[GIVEN RECORDS]
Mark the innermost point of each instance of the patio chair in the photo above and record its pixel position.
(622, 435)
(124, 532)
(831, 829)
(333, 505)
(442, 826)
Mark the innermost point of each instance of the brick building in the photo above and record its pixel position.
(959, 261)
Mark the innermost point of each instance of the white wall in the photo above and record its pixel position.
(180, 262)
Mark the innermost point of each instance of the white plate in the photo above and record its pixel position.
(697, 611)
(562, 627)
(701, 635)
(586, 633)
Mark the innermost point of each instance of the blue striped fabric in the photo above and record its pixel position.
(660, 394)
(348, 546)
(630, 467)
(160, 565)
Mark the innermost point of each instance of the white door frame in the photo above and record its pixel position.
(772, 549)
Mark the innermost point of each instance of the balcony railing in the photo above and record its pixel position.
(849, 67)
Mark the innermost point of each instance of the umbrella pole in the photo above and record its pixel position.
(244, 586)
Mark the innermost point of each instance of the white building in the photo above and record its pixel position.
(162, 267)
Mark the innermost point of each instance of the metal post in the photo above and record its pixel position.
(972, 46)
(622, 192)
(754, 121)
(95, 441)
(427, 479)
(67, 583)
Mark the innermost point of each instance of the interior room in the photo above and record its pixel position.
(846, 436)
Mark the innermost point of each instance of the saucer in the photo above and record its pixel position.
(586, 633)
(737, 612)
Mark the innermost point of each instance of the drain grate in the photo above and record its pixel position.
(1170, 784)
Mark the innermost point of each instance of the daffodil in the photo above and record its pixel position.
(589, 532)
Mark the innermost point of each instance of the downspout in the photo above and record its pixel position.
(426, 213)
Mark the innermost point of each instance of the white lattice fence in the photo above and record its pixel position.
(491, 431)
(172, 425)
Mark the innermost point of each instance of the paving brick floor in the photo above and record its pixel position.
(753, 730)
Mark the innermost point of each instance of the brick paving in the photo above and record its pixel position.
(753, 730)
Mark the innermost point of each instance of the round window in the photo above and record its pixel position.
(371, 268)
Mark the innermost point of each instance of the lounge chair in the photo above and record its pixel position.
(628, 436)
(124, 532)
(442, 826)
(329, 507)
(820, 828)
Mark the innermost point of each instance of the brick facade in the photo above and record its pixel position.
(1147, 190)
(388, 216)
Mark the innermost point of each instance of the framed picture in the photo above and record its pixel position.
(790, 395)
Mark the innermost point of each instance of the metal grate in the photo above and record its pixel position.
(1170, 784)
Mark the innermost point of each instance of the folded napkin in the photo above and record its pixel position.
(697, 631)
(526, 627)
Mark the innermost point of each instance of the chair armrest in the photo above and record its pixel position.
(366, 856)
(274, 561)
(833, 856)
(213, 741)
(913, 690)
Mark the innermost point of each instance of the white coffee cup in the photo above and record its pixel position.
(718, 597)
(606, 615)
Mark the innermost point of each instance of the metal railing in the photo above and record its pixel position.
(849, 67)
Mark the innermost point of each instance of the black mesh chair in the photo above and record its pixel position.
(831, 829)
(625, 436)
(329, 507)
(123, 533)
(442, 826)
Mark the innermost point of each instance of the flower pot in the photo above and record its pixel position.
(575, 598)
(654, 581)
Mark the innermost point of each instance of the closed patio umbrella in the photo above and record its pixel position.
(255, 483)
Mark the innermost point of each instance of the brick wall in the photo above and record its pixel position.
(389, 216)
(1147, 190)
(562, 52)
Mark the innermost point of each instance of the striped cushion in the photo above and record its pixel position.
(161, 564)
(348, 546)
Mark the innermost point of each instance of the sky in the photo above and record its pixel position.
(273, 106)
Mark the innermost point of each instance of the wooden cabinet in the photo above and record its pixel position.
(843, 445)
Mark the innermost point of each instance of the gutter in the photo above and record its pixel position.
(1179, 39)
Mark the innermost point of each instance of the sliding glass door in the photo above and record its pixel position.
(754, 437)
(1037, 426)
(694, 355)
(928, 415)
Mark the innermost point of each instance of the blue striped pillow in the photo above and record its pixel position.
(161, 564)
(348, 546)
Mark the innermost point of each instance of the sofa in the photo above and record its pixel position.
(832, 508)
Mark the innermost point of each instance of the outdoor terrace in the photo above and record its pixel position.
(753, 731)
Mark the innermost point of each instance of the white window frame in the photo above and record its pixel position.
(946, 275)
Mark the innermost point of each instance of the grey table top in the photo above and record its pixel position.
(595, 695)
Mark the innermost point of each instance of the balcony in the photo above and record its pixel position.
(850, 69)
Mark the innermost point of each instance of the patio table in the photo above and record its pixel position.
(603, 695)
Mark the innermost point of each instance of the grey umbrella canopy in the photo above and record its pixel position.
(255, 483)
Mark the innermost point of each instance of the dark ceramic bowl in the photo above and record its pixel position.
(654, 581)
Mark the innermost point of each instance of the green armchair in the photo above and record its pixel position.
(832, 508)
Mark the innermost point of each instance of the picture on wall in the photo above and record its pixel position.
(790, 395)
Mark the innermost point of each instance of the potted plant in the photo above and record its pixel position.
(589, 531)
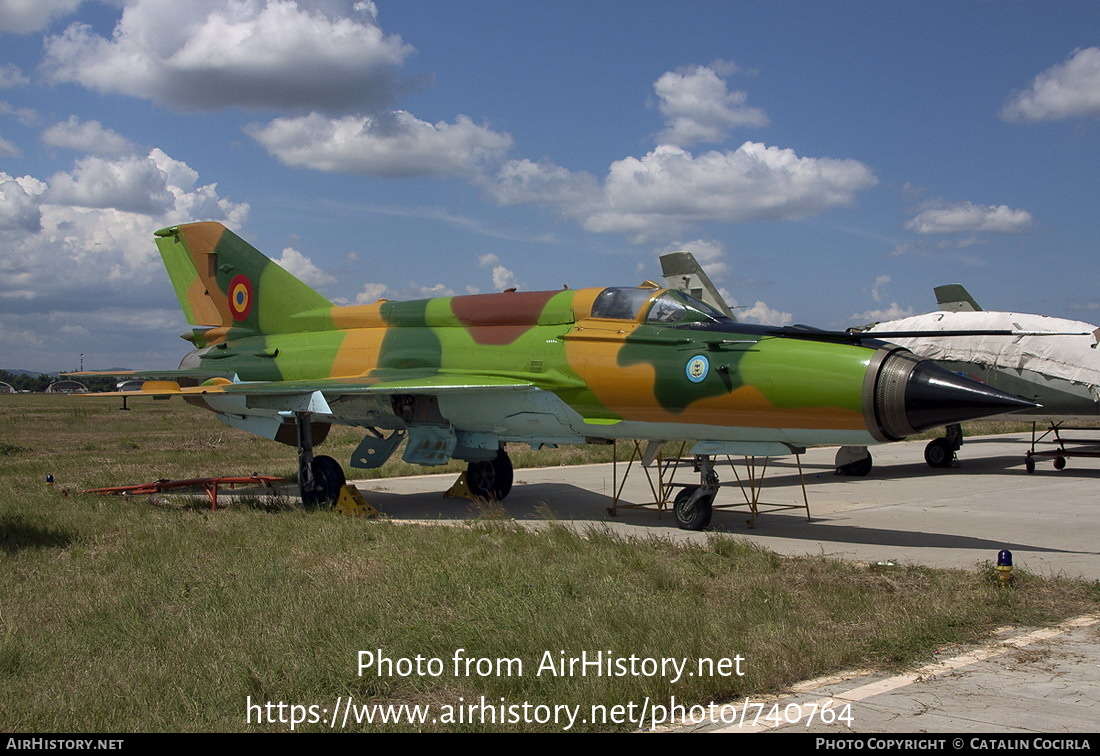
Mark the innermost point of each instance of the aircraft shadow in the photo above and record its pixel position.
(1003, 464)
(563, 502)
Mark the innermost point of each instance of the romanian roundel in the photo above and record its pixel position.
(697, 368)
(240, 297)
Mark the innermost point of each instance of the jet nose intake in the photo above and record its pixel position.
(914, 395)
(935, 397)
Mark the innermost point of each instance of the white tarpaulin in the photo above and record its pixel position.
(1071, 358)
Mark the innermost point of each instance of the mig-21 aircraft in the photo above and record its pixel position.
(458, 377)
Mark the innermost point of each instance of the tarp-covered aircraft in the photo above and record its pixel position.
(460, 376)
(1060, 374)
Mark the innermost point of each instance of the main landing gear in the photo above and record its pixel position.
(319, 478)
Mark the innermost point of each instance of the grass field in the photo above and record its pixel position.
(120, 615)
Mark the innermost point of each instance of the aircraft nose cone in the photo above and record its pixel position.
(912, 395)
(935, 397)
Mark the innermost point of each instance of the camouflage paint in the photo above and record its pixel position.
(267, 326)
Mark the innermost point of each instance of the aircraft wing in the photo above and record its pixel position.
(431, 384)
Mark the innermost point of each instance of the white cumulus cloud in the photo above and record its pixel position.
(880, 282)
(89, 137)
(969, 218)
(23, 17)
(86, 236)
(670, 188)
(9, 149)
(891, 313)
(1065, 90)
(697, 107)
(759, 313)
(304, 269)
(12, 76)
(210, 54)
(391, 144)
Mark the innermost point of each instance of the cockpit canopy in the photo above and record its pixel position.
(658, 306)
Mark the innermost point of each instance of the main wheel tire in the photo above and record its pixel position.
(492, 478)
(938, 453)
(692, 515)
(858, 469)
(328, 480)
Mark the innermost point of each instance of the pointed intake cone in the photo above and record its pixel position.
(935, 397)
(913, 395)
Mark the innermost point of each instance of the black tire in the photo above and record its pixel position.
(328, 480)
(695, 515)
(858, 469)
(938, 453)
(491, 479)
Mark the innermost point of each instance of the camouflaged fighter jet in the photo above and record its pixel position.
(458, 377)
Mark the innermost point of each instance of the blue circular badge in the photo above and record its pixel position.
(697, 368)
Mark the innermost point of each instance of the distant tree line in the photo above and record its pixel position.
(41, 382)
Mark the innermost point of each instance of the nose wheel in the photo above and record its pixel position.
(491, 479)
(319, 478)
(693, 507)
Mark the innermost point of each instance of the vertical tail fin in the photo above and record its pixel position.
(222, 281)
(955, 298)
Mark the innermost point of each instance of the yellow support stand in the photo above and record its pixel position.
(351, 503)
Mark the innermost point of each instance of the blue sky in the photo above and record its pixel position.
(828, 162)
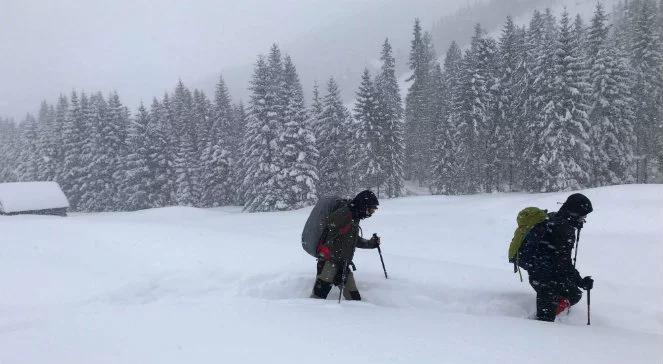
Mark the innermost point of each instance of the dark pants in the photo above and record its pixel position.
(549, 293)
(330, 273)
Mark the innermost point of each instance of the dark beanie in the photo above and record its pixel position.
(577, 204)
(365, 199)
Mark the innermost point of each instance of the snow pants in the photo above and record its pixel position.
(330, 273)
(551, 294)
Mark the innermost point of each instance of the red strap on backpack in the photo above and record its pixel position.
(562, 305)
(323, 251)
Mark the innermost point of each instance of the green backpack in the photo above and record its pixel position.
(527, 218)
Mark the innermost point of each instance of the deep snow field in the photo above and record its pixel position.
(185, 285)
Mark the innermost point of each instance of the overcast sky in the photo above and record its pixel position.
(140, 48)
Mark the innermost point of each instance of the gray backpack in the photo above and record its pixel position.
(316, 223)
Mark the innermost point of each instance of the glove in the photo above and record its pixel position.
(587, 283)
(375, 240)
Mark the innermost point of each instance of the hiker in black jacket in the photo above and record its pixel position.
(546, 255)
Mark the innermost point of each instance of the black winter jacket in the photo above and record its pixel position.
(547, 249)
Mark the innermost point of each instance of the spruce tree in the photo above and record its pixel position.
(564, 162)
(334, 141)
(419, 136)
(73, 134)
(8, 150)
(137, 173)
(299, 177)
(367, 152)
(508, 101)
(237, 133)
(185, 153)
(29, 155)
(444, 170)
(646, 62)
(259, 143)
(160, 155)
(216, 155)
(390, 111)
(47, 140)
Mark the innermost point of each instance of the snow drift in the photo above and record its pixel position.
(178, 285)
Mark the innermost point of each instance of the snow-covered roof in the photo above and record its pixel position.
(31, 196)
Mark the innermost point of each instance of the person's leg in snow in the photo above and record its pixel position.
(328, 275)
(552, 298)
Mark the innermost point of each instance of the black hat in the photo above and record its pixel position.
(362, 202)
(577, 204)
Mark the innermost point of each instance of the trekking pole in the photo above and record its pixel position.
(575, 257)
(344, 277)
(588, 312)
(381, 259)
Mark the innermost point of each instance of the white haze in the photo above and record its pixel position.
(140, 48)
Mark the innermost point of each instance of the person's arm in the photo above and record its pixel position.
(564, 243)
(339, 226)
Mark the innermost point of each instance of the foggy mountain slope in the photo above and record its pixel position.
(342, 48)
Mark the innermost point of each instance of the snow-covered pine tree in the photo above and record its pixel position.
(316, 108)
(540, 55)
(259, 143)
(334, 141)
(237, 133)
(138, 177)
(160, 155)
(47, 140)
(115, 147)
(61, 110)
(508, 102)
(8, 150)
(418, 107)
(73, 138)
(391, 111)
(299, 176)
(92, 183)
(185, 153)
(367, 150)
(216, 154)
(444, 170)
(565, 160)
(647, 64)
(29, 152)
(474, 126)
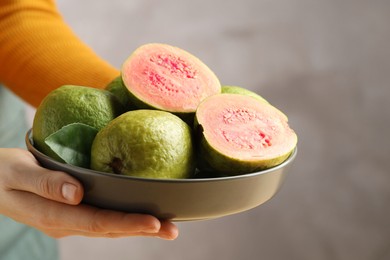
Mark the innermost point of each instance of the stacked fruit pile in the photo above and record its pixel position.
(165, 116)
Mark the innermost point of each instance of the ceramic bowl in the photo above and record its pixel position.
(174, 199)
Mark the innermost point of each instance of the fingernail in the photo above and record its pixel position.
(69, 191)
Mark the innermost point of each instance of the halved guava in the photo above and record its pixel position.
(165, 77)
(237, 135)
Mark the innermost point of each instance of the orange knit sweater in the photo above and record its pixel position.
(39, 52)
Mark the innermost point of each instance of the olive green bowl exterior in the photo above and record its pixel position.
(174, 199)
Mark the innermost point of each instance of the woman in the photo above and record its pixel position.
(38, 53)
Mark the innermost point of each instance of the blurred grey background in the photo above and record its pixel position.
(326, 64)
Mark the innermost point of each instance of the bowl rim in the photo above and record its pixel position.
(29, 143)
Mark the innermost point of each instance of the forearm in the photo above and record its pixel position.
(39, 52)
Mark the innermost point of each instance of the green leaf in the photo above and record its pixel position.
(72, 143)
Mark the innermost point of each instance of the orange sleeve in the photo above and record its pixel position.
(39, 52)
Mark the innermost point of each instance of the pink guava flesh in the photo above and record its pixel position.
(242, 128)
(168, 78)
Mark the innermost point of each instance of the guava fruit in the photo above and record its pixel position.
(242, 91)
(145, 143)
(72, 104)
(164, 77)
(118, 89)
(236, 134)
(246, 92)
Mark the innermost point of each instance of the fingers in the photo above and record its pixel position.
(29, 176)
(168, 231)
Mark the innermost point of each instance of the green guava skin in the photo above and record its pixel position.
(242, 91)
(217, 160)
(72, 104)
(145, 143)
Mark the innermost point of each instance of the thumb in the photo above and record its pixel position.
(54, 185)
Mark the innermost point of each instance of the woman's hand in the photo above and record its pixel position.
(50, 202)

[STATED GOAL]
Arrange everything from the line containing "Mark the innermost point of each instance of the woman's" down to the last line of the entries above as a numbered list, leaving out any blank lines.

[RESPONSE TO THE EXERCISE]
1. Mark the innermost point of each instance of the woman's hand in the photo above and record its pixel position.
2. (50, 202)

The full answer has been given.